Exercise
Find the line containing "Q: Point out each instance of the downspout". Reproduce it and every line after it up to the end of the records, exactly as written.

━━ Records ━━

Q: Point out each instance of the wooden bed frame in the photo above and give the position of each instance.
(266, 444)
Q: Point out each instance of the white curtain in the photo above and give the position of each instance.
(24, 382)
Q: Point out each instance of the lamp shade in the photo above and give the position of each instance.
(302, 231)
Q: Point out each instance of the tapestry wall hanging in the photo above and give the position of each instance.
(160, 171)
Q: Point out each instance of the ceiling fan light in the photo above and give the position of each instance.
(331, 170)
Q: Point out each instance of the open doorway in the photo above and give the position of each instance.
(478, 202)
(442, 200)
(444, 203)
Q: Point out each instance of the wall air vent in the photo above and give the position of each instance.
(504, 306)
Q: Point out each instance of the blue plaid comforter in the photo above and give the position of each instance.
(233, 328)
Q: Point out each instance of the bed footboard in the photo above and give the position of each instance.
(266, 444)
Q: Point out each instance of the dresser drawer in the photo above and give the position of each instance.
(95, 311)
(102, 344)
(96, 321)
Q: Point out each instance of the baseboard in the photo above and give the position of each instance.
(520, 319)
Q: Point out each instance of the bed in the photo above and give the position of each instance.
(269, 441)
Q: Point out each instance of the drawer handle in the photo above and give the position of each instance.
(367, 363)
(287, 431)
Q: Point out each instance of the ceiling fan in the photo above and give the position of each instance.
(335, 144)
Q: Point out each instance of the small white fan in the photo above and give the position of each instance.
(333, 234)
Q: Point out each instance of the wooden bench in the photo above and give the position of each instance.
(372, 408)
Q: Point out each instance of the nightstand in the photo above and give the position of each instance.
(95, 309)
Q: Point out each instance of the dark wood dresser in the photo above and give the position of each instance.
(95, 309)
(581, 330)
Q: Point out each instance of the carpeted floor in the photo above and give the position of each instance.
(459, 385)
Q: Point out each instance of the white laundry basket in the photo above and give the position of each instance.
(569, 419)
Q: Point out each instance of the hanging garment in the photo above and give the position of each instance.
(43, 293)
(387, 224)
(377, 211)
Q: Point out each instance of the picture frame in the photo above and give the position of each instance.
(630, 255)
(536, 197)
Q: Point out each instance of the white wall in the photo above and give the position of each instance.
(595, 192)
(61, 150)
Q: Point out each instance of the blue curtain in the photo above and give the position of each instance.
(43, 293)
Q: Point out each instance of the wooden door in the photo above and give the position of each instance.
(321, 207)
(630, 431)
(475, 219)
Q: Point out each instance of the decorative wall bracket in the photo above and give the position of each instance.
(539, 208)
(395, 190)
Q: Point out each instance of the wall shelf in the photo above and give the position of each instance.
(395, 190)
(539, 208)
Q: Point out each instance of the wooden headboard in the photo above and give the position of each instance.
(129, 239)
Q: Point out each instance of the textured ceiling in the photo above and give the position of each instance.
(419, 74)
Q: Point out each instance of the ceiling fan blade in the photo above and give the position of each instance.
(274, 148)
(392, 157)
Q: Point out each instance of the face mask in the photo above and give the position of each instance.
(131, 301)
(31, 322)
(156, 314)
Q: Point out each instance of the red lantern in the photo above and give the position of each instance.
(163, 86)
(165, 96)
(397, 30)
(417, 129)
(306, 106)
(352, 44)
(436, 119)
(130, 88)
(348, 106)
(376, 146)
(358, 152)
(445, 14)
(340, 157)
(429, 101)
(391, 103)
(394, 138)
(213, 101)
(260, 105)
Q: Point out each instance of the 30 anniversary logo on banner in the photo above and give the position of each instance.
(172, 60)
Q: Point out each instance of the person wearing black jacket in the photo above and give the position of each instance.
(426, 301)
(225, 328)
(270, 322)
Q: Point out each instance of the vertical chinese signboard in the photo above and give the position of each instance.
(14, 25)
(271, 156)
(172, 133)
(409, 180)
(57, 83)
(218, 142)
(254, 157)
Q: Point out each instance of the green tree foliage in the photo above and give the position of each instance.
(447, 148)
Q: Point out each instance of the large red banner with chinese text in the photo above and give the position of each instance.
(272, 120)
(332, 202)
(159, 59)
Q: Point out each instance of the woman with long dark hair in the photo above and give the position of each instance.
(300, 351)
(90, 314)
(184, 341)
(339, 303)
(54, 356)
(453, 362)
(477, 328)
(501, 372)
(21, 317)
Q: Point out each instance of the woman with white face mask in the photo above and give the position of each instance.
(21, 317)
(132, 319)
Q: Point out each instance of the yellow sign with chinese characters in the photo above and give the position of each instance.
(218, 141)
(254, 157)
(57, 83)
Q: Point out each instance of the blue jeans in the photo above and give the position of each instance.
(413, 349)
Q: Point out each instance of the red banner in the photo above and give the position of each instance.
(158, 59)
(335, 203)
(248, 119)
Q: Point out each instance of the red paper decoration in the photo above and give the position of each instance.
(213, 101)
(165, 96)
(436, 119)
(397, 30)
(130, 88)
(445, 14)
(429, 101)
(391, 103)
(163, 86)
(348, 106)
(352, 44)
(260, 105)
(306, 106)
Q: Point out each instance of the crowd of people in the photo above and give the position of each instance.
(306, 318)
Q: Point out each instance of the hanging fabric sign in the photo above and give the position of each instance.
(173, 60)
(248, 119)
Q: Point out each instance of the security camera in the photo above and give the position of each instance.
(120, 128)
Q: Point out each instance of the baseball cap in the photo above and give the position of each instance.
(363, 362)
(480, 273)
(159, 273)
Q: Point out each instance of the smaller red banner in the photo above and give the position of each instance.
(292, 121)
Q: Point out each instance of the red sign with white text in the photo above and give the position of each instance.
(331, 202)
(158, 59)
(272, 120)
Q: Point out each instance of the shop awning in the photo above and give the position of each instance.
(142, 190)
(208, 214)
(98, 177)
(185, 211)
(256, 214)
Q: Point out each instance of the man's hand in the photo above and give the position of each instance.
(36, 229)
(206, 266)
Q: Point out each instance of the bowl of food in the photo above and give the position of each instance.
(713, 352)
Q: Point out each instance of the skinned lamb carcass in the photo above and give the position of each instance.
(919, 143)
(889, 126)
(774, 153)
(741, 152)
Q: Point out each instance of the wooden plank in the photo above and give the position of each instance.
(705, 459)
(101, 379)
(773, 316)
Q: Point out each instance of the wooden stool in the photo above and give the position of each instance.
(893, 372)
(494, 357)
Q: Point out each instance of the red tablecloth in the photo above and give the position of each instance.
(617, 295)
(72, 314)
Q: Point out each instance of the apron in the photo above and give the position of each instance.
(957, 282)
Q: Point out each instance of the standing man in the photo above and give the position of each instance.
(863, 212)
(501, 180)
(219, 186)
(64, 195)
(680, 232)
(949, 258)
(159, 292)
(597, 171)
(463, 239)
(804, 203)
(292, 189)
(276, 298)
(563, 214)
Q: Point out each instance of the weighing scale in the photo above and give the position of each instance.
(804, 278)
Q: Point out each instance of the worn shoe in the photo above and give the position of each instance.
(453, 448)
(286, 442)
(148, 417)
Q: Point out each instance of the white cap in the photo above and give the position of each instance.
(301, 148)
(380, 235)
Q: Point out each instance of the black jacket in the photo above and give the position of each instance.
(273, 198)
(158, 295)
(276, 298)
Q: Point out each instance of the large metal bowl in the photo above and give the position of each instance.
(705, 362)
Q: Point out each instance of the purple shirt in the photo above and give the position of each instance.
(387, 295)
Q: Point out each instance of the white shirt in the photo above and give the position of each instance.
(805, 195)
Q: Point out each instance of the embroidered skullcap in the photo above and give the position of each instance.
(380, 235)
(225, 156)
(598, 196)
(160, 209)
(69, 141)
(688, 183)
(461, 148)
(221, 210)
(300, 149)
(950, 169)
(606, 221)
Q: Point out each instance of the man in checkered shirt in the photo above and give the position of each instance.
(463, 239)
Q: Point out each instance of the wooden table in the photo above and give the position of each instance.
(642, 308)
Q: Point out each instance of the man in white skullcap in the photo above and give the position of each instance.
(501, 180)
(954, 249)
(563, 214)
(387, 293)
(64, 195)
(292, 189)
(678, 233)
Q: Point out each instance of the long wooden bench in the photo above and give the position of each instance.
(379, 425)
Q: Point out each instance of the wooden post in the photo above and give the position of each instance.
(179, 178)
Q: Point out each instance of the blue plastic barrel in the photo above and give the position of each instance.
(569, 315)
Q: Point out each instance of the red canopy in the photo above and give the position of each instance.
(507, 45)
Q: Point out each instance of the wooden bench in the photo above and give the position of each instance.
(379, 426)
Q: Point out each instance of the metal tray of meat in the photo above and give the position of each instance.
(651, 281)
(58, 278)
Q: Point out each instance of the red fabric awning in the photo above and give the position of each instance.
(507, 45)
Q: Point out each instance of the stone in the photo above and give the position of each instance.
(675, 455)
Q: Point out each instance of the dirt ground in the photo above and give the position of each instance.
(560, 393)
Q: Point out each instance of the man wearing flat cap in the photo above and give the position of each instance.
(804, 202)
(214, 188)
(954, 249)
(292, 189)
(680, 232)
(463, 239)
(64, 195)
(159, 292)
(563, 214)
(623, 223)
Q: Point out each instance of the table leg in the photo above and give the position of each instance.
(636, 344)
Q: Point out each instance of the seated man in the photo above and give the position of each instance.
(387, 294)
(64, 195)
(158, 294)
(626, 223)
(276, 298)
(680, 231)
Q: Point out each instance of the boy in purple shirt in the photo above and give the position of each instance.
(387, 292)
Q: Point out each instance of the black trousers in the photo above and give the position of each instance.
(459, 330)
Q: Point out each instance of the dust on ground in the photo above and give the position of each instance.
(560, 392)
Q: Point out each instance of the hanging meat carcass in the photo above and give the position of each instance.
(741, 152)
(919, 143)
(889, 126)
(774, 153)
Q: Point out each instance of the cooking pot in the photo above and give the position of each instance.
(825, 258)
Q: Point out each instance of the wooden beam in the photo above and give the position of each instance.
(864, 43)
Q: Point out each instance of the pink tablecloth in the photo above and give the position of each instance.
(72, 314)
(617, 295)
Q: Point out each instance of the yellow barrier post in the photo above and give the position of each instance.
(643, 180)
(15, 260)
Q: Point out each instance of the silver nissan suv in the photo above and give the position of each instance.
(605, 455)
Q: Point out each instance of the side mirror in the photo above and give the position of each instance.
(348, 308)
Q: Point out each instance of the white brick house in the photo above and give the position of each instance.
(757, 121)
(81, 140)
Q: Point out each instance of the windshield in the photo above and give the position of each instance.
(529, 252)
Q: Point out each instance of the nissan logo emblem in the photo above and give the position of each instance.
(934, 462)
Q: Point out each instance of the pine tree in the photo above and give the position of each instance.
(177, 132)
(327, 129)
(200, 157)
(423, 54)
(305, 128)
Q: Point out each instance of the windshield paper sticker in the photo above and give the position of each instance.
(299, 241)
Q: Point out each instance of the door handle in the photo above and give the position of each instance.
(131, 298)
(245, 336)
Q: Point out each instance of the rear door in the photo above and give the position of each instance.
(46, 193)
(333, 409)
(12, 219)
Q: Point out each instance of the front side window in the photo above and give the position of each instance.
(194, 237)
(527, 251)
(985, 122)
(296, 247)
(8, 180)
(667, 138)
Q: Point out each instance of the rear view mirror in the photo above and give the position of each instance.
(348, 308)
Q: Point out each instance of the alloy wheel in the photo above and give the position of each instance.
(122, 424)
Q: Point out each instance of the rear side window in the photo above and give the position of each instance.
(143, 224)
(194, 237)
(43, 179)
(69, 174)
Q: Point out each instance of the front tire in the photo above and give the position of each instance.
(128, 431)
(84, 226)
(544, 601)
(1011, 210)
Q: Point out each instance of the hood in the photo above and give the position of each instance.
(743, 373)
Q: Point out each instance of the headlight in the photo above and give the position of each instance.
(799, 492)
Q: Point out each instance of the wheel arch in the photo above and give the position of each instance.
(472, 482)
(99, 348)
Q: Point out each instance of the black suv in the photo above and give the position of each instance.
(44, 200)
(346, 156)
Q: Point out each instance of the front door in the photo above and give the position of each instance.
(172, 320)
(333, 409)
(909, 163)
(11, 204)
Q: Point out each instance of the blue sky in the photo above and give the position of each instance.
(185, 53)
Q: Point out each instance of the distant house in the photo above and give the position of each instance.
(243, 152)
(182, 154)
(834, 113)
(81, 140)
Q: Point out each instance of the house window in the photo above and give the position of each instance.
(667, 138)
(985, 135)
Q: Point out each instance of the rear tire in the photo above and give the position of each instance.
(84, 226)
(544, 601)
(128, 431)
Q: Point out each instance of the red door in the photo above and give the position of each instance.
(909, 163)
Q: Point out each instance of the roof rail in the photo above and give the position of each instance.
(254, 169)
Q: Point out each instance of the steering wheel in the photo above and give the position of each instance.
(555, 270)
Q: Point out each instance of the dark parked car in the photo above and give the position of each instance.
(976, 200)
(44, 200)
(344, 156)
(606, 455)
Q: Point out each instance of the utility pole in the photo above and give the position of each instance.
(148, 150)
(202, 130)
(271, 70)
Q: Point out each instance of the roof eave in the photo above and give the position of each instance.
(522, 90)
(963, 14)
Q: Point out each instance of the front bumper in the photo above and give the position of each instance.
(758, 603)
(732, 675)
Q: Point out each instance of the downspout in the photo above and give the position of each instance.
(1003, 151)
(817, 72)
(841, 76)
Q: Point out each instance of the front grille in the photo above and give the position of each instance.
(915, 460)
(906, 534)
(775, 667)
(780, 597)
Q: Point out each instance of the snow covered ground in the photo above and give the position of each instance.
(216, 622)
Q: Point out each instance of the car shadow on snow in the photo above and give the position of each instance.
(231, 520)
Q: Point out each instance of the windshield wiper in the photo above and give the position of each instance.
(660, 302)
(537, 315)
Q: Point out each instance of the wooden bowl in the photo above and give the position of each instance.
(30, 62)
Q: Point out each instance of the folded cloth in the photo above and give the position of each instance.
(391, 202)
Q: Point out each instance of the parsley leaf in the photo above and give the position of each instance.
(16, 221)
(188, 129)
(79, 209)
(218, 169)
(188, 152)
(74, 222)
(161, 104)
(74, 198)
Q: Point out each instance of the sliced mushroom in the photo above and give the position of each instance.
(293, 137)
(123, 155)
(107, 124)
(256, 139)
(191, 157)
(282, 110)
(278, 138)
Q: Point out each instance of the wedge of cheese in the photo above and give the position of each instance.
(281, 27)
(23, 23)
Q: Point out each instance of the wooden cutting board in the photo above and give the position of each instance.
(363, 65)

━━━

Result below
Q: Point out each instance of the downspout in the photo above and give the position of each instance.
(1003, 151)
(817, 72)
(841, 76)
Q: Point out each instance of the front grille in the photo above and give the position of each instance.
(915, 460)
(906, 534)
(775, 667)
(780, 597)
Q: Point out each instance of the snow covered ground in the photo above and give the position of each instance.
(216, 622)
Q: Point out each instance of the car shadow on snow in the photo above and give the position of each instance.
(231, 520)
Q: Point out each instance of the windshield wiper in the photo above and give the position of each instance.
(660, 302)
(537, 315)
Q: Point out each instance of the wooden bowl in the photo above and give the position of each instance.
(30, 62)
Q: Point out each instance of the folded cloth in the photo above and give the position of each instance.
(391, 202)
Q: Point out each instance of the parsley leaf in the photo above and give the position of each instance.
(16, 221)
(188, 129)
(79, 209)
(218, 169)
(188, 152)
(74, 222)
(161, 104)
(74, 198)
Q: Point out each instance of the sliced mushroom in the photo above and give the position of each instance.
(293, 137)
(123, 155)
(107, 124)
(256, 139)
(191, 157)
(282, 110)
(278, 138)
Q: Point out each instance of the wedge of cheese in the photo above and give the position of each instance.
(281, 27)
(23, 23)
Q: Point out each instance of the wooden cutting board in the photo above and give the position of each instance.
(363, 65)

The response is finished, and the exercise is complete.